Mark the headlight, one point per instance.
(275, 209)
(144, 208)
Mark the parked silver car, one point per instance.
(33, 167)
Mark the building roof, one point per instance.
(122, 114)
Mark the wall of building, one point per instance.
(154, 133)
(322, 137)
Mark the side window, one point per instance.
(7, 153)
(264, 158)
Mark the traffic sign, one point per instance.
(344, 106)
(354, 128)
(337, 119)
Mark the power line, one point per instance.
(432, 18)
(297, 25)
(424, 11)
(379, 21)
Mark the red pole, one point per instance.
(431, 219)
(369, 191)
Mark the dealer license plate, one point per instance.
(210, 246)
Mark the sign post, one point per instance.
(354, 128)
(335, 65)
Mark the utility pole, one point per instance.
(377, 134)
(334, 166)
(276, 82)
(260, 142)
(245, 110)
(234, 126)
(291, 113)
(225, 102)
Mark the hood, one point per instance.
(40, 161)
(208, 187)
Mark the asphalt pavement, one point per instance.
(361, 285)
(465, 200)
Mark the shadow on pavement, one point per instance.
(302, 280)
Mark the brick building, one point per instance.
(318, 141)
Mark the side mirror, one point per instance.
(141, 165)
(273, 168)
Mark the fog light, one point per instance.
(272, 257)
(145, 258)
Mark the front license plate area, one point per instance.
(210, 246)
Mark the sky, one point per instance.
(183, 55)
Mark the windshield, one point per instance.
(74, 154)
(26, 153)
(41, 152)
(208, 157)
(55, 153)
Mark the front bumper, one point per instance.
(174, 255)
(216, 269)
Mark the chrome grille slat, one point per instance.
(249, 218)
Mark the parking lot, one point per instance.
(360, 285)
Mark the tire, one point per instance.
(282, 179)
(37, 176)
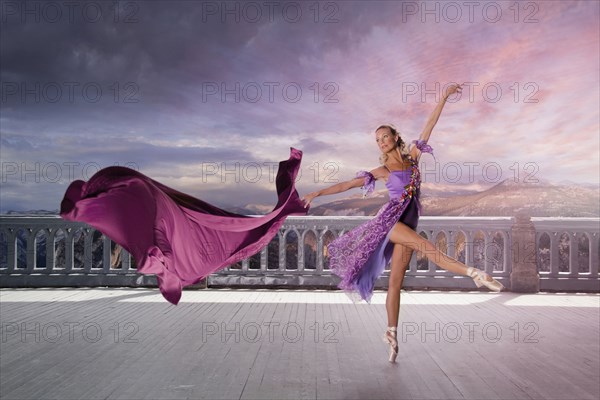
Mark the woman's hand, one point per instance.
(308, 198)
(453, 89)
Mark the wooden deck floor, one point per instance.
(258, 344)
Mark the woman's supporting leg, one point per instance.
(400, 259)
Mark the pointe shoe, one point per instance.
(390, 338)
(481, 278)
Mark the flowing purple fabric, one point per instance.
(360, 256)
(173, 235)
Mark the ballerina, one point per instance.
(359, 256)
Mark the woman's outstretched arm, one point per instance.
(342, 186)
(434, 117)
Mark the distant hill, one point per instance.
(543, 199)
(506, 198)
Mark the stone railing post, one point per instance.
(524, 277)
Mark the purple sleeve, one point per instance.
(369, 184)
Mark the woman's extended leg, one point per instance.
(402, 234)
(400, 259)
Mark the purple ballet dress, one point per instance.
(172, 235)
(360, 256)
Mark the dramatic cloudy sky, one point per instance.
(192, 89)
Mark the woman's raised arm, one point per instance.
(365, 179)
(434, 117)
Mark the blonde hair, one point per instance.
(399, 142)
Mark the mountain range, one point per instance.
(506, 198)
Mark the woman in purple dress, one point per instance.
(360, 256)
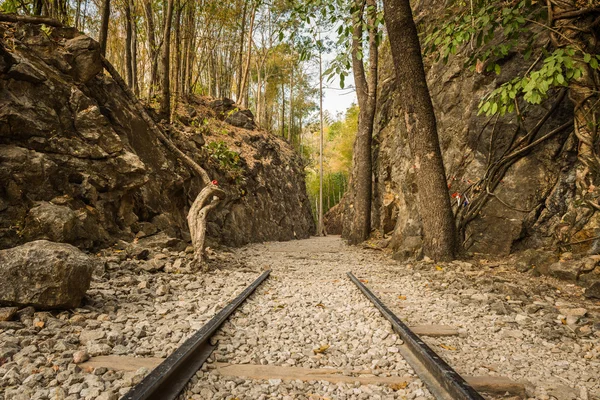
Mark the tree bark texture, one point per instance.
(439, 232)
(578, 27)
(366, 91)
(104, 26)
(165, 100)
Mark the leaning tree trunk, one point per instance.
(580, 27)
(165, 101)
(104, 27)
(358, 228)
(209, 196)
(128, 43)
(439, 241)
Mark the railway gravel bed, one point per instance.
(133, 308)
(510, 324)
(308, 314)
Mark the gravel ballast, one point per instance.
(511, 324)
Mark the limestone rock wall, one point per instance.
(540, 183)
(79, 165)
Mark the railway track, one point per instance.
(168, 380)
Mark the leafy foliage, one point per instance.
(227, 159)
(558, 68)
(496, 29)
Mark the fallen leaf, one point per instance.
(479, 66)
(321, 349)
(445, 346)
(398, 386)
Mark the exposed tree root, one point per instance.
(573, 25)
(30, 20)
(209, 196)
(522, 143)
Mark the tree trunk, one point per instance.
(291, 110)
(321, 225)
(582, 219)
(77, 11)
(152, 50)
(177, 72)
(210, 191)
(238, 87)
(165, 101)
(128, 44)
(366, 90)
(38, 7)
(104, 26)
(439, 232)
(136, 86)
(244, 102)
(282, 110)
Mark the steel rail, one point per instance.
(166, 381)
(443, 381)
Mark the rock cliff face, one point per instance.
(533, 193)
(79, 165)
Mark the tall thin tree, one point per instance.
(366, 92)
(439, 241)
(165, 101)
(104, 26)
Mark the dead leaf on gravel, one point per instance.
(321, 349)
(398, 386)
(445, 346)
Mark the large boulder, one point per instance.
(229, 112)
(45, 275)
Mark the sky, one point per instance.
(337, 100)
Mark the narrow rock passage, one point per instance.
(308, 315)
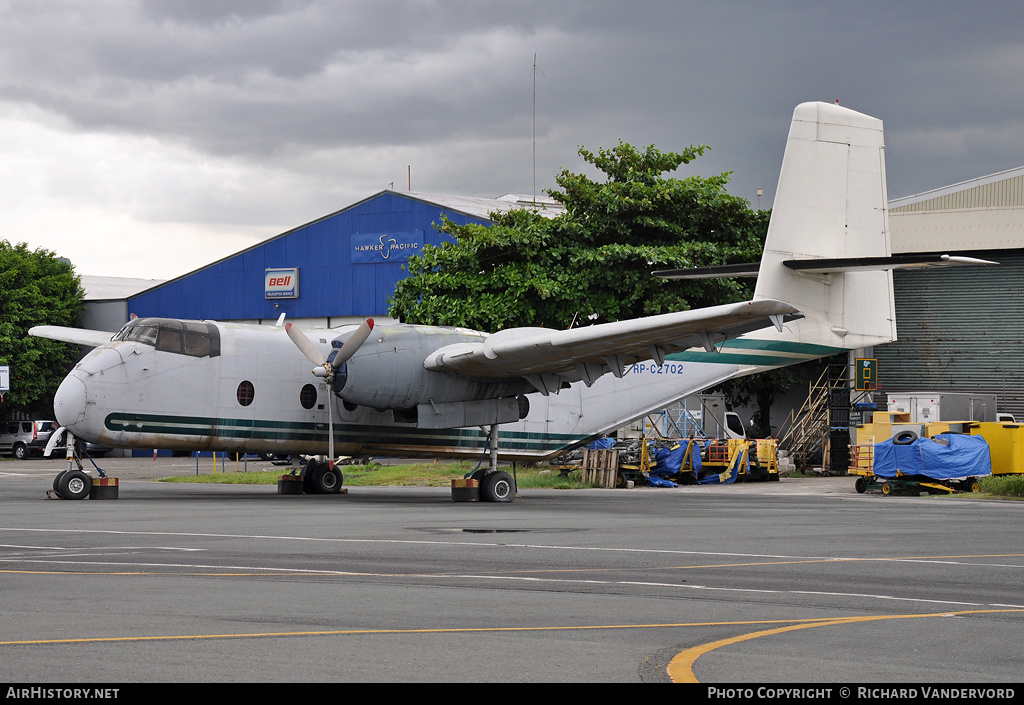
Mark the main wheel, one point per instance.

---

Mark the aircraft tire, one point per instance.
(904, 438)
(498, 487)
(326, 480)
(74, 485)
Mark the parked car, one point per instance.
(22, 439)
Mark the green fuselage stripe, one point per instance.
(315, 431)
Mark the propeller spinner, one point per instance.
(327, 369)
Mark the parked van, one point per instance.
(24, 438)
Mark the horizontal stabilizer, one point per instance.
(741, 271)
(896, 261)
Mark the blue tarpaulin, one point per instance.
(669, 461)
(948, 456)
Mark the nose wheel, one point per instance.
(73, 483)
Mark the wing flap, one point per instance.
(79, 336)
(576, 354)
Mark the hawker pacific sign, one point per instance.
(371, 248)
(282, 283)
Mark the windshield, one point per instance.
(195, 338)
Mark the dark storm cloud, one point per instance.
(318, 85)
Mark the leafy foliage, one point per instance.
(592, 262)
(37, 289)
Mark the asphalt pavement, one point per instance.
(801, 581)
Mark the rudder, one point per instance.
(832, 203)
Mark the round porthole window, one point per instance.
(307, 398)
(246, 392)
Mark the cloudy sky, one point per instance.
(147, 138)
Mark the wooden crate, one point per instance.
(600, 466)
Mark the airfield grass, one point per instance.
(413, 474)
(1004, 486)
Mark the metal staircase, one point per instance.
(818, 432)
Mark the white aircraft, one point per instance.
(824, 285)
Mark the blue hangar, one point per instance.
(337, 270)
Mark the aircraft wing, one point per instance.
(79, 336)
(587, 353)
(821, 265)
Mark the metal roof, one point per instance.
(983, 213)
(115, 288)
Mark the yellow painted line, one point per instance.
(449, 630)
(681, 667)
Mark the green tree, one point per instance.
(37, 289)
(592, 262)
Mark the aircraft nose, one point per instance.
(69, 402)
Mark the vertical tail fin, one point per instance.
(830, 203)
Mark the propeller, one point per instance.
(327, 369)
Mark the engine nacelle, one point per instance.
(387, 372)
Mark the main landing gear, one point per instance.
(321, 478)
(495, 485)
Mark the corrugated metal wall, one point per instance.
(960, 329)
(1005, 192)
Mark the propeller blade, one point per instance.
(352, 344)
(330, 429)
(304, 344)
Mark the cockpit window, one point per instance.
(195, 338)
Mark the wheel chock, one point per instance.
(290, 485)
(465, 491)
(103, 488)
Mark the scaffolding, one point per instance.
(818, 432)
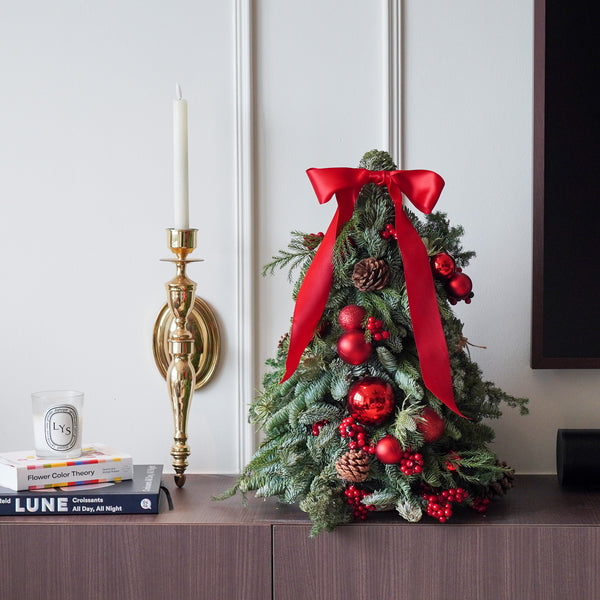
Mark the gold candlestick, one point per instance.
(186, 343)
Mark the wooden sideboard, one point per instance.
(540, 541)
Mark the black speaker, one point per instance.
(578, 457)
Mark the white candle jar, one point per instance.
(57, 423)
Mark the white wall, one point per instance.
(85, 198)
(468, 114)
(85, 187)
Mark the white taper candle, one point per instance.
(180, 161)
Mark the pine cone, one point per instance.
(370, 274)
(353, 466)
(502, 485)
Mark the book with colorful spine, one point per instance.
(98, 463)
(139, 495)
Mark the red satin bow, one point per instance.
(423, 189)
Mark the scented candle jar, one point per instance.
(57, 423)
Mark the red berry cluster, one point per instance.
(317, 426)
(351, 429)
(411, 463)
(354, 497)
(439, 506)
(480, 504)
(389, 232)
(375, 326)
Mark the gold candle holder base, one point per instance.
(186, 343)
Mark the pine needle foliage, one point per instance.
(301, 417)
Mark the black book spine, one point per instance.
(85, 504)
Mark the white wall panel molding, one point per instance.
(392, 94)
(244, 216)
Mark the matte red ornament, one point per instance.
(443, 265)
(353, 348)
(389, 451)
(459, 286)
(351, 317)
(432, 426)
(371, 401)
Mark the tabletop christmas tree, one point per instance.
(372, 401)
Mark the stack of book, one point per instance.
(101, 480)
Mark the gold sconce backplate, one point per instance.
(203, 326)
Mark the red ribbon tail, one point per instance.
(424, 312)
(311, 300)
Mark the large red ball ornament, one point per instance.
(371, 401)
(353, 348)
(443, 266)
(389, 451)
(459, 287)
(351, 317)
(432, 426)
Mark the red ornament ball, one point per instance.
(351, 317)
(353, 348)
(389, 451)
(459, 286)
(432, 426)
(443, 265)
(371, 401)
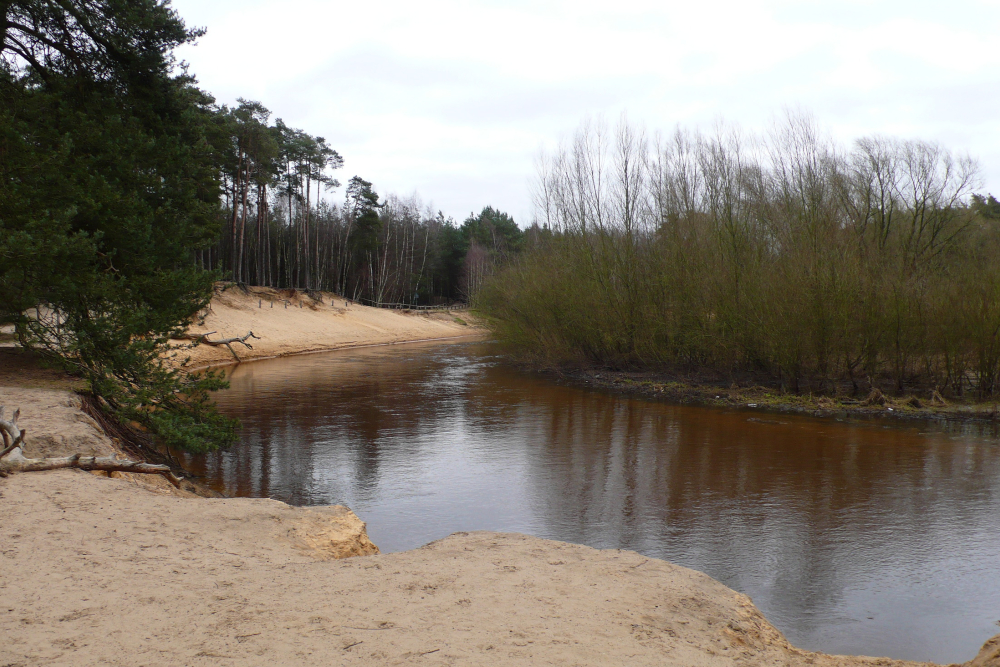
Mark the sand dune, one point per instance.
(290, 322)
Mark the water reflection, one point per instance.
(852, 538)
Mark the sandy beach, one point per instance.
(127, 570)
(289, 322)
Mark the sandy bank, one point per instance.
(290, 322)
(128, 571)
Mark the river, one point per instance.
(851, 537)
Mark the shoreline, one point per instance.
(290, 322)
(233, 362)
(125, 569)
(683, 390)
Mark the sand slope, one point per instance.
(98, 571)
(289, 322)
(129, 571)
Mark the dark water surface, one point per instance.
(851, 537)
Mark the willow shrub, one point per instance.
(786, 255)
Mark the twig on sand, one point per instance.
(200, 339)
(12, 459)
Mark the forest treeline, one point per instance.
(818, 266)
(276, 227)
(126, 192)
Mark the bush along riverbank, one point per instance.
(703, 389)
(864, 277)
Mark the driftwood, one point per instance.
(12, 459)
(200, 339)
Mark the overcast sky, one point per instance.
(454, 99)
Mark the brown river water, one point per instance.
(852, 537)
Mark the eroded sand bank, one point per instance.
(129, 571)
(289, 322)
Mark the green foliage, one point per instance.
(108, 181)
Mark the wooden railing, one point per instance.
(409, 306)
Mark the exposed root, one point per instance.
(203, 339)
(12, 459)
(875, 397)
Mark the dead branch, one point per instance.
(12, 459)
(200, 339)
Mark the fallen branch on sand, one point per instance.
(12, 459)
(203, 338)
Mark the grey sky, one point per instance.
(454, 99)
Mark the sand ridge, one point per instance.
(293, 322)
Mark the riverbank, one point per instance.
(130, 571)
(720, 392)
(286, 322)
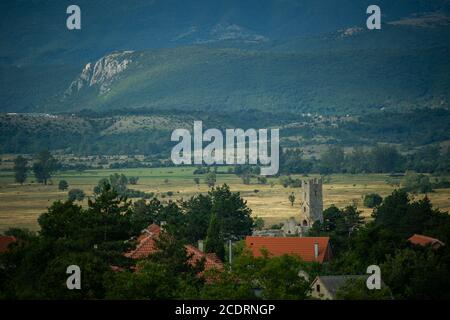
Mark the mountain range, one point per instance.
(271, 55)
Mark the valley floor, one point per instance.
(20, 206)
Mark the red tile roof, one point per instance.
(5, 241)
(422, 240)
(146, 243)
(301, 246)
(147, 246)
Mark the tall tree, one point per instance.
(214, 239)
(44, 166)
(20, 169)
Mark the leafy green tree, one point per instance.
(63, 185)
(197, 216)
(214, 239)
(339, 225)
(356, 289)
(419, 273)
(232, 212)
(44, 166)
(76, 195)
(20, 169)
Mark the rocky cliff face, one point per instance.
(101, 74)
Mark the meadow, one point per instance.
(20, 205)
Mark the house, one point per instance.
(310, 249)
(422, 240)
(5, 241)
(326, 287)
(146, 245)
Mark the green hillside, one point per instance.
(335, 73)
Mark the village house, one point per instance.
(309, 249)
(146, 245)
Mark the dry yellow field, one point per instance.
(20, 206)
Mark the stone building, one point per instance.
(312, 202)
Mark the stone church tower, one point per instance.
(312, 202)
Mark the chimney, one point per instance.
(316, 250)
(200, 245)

## Exercise aim
Please reproduce, word for word, the stretch of data from the line containing "Mark the dead leaf" through the line containing "Mark the main wheel, one point per instance.", including both of those lines. Leave out any pictures.

## Solution for this task
Mark the dead leaf on gravel, one point per instance.
(321, 349)
(398, 386)
(445, 346)
Mark the large boulder, one point per instance.
(229, 112)
(45, 275)
Mark the sky, one point per instance.
(337, 100)
Mark the narrow rock passage, one point per instance.
(308, 315)
Mark the main wheel, one point per instance.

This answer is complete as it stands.